Provided information |
┌────────

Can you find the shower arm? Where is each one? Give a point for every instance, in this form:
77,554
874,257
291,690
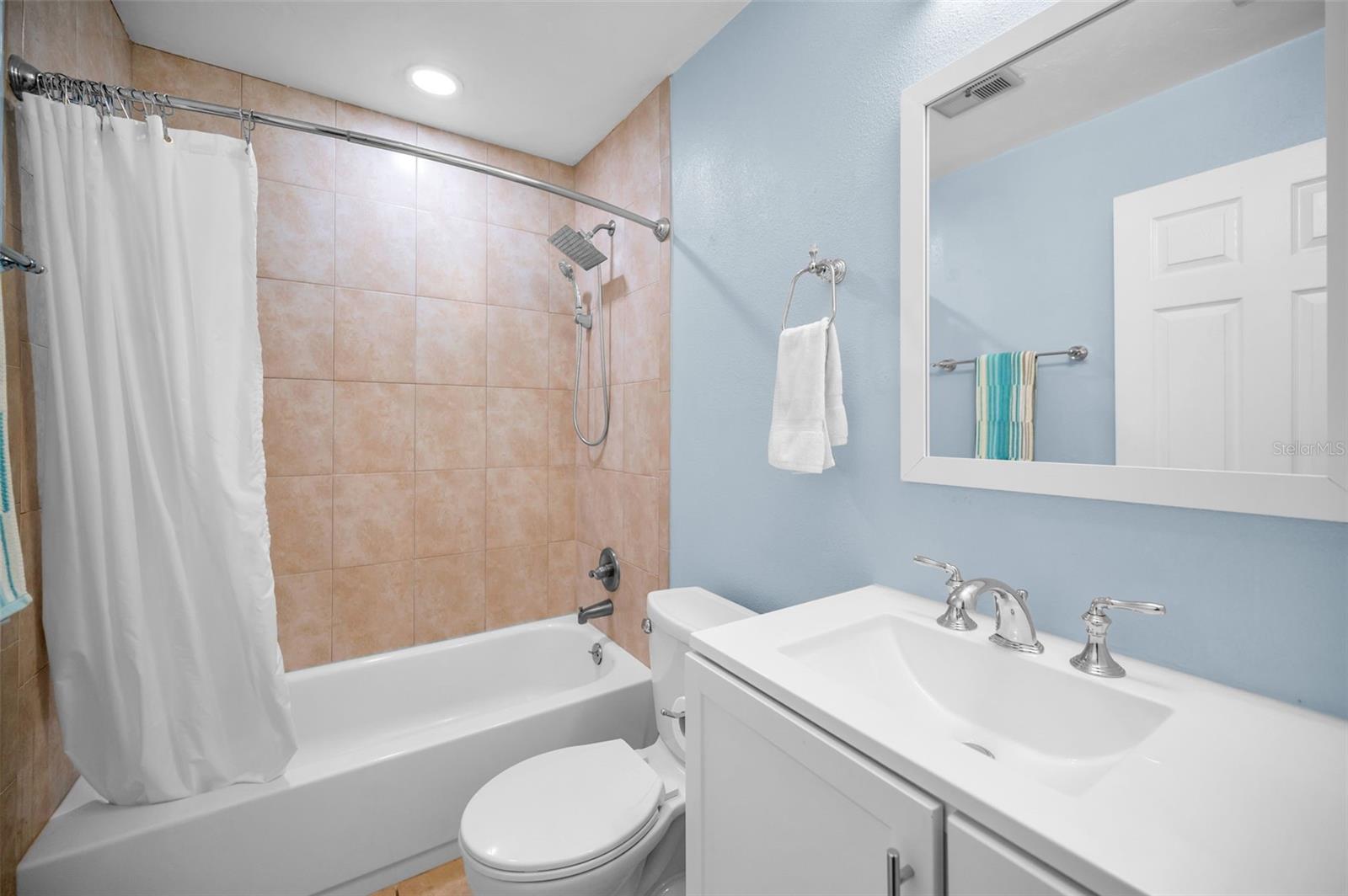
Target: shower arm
27,78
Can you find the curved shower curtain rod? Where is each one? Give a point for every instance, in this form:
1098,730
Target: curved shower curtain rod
26,78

└────────

What you will do | Write out all of the records above again, changing every "shower arm" to "shower pipe" and leaving everything else the same. Omit the pictures.

Task response |
Can you find the shower pipe? Where is each one? Give a point for every instance, in this form:
77,554
874,257
291,690
Target: shower pipe
27,78
Can you find the curved shower curtain rod? Where is each one? Give a point for every instance, in this form:
1098,730
Target: curved shower curtain rod
26,78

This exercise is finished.